▸ Task set
• 1. Could you print the part of the case report that opens with the words containing "Postmortem findings. Macroscopic" and closes with "in Animal 2."?
• 2. How would you render this sentence from the case report in Spanish: "The clinical signs could be exacerbated by periods of forced exercise."?

Start of Extract provided

On December 2006, 15 new clinical cases developed in the herd. No phalaris pasture had been grazed since October. The clinical signs displayed by affected animals were dyspnea, dullness and progressive weight loss. When they were forced to exercise they progressed to thoracic limb incoordination, lateral recumbence and inability to stand. The clinical signs could be exacerbated by periods of forced exercise. Affected calves appeared conscious during this lapse and death occurred in 5-7 days.

Postmortem findings. Macroscopic lesions on Animal 1 and 2 were no relevant. In Animal 2 a trichobezoar of 4cm diameter was observed in abomasum and lipid mobilization of perirenal, mesenteric and pericardiac fat tissues were noted.

Laboratory examination. Microscopically, there were neither major changes in tissues submitted from an affected animal in the acute outbreak (Animal 1), nor from Animal 2. Slight gliosis in the protuberance, slight glomerular and perivascular nephritis were observed in Animal 2.

Results of serum biochemical analysis performed in Animal 2 were unremarkable except for lowed serum albumin levels (mean 2.65g/100 ml; normal range 4-6g/100ml). Fecal analysis ranged from 0 to 1640 strongyle eggs and from 0 to 33600 coccidia oocysts/g.

End of Extract provided
Start of Data to examine

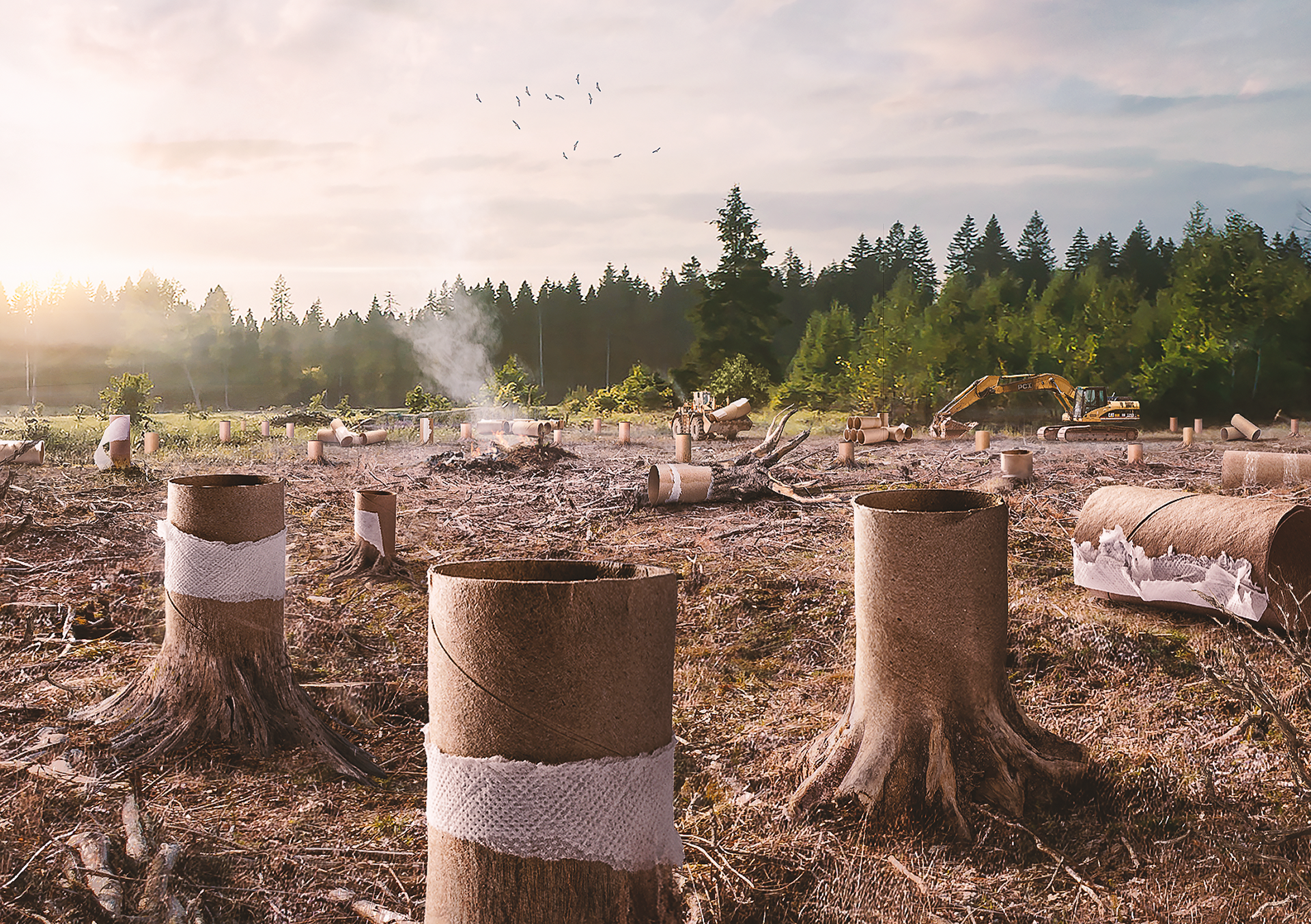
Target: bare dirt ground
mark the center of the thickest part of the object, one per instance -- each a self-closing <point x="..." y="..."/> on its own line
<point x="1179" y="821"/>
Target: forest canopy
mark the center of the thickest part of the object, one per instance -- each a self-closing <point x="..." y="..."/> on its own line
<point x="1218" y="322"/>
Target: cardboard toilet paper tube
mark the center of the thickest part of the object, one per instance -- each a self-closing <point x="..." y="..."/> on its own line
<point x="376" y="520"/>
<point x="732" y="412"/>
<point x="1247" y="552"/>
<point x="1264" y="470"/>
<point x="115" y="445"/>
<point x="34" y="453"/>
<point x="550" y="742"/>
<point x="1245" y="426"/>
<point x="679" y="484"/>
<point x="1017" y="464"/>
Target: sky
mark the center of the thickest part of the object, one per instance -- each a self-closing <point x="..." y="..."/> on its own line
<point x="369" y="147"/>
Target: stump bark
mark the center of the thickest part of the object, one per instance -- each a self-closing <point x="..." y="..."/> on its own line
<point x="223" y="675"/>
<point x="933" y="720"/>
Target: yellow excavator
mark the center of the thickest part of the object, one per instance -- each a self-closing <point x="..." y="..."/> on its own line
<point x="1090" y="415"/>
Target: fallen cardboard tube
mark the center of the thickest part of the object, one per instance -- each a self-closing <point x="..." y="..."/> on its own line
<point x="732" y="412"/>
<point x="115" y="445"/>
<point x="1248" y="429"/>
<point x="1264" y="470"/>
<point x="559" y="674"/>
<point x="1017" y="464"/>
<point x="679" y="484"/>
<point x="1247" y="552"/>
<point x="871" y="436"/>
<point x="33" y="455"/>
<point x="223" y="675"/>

End of Data to examine

▸ Per-task outputs
• 1.
Postmortem findings. Macroscopic lesions on Animal 1 and 2 were no relevant. In Animal 2 a trichobezoar of 4cm diameter was observed in abomasum and lipid mobilization of perirenal, mesenteric and pericardiac fat tissues were noted.

Laboratory examination. Microscopically, there were neither major changes in tissues submitted from an affected animal in the acute outbreak (Animal 1), nor from Animal 2. Slight gliosis in the protuberance, slight glomerular and perivascular nephritis were observed in Animal 2.

• 2. Los signos clínicos podían exacerbarse con períodos de ejercicio forzado.